EXERCISES:
- A) Transcribe the passage of the literary excerpts that begins with the words containing "Not looking for" and ends with "by Louis L'Amour)".
- B) Present the rows as a numbered list without blank lines, starting at the first row and ending with the line that contains "M162 4L174 4L177", both included. List only these lines.

PAGE:
▼

Saturday, February 14, 2026

Pure bred Boston

 Miss Minerva nodded. "You never met him, did you, Dan? Well, you will, shortly. And he certainly won't approve of you."

"Why not?" Dan Winterslip bristled.

"Because he's proper. He's a dear boy, but oh, so proper. This journey is going to be a great cross for him. He'll start disapproving as soon as he passes Albany, and think of the long weary miles of disapproval he'll have to endure after that."

"Oh, I don't know. He's a Winterslip, isn't he?"

"He is. But the gypsy strain missed him completely. He's all Puritan."

(from The House Without a Key, by Earl Derr Biggers)

Thursday, February 12, 2026

Not looking for trouble

 Matt turned, gave a quick glance around the room and went out, looking neither to right nor left. Only a fool goes looking for trouble, and his life had brought him more than enough, and knowing how to recognize possible trouble meant knowing how to avoid it. Even to meet the glance of some men was an invitation to trouble, for to them it was a challenge to which they must respond.

(from The Empty Land, by Louis L'Amour)

Wednesday, February 11, 2026

Not a good place for a young woman

    He studied her for a moment. "How old are you, Madge?"

    "Nineteen - going on forty. Nobody looks out for a girl alone, Matt. She looks out for herself, and you know what kind of a world it is."

▲

A data block:

▼

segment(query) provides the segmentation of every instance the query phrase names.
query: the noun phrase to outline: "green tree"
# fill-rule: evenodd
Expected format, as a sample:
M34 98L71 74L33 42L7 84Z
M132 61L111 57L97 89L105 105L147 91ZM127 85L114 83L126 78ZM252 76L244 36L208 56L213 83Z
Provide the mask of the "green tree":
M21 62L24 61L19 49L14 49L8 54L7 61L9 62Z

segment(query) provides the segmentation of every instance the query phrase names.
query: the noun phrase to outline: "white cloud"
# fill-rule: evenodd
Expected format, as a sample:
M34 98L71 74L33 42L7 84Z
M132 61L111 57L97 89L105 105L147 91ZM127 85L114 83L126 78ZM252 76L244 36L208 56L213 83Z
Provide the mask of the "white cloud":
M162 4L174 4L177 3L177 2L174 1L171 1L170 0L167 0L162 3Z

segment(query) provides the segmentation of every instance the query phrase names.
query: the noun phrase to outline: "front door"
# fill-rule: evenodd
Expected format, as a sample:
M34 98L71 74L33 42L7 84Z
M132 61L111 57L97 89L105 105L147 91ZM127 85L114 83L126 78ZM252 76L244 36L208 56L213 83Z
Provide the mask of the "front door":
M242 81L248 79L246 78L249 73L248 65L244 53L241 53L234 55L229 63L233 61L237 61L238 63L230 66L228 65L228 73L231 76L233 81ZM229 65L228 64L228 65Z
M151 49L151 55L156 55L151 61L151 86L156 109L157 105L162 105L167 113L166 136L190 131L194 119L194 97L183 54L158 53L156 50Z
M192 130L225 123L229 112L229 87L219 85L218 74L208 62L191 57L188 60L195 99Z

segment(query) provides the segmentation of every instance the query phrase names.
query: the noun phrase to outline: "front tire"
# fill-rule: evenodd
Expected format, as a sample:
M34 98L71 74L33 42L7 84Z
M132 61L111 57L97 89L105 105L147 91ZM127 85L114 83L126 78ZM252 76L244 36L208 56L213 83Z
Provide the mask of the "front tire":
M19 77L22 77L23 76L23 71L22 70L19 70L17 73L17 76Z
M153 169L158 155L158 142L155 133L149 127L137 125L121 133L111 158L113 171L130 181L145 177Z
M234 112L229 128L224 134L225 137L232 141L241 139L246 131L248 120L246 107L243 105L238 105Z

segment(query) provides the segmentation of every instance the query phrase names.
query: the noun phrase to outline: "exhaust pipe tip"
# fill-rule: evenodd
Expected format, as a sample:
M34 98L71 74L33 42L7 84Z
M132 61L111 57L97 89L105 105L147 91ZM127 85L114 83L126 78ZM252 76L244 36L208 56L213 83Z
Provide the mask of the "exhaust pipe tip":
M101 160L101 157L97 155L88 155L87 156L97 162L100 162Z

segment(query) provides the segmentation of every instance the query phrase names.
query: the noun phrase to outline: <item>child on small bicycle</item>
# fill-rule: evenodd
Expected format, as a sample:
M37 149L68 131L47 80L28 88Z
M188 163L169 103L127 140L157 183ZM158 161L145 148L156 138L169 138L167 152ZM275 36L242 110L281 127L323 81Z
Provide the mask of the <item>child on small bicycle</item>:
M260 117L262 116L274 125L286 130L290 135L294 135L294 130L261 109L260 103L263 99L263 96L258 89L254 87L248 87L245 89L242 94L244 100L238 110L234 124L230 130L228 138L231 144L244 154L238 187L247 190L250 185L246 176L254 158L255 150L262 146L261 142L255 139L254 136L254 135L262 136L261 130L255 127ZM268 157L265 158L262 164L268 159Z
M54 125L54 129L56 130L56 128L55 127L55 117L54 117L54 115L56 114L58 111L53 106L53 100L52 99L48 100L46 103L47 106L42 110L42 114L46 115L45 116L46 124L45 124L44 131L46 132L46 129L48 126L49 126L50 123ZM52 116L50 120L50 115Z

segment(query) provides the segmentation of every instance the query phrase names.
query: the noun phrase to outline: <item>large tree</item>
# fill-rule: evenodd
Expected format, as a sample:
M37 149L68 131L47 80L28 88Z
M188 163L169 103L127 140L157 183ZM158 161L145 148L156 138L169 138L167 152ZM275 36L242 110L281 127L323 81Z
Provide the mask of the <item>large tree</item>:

▲

LIST OF SOLUTIONS:
- A)
Not looking for trouble

 Matt turned, gave a quick glance around the room and went out, looking neither to right nor left. Only a fool goes looking for trouble, and his life had brought him more than enough, and knowing how to recognize possible trouble meant knowing how to avoid it. Even to meet the glance of some men was an invitation to trouble, for to them it was a challenge to which they must respond.

(from The Empty Land, by Louis L'Amour)

- B)
1. segment(query) provides the segmentation of every instance the query phrase names.
2. query: the noun phrase to outline: "green tree"
3. # fill-rule: evenodd
4. Expected format, as a sample:
5. M34 98L71 74L33 42L7 84Z
6. M132 61L111 57L97 89L105 105L147 91ZM127 85L114 83L126 78ZM252 76L244 36L208 56L213 83Z
7. Provide the mask of the "green tree":
8. M21 62L24 61L19 49L14 49L8 54L7 61L9 62Z
9. segment(query) provides the segmentation of every instance the query phrase names.
10. query: the noun phrase to outline: "white cloud"
11. # fill-rule: evenodd
12. Expected format, as a sample:
13. M34 98L71 74L33 42L7 84Z
14. M132 61L111 57L97 89L105 105L147 91ZM127 85L114 83L126 78ZM252 76L244 36L208 56L213 83Z
15. Provide the mask of the "white cloud":
16. M162 4L174 4L177 3L177 2L174 1L171 1L170 0L167 0L162 3Z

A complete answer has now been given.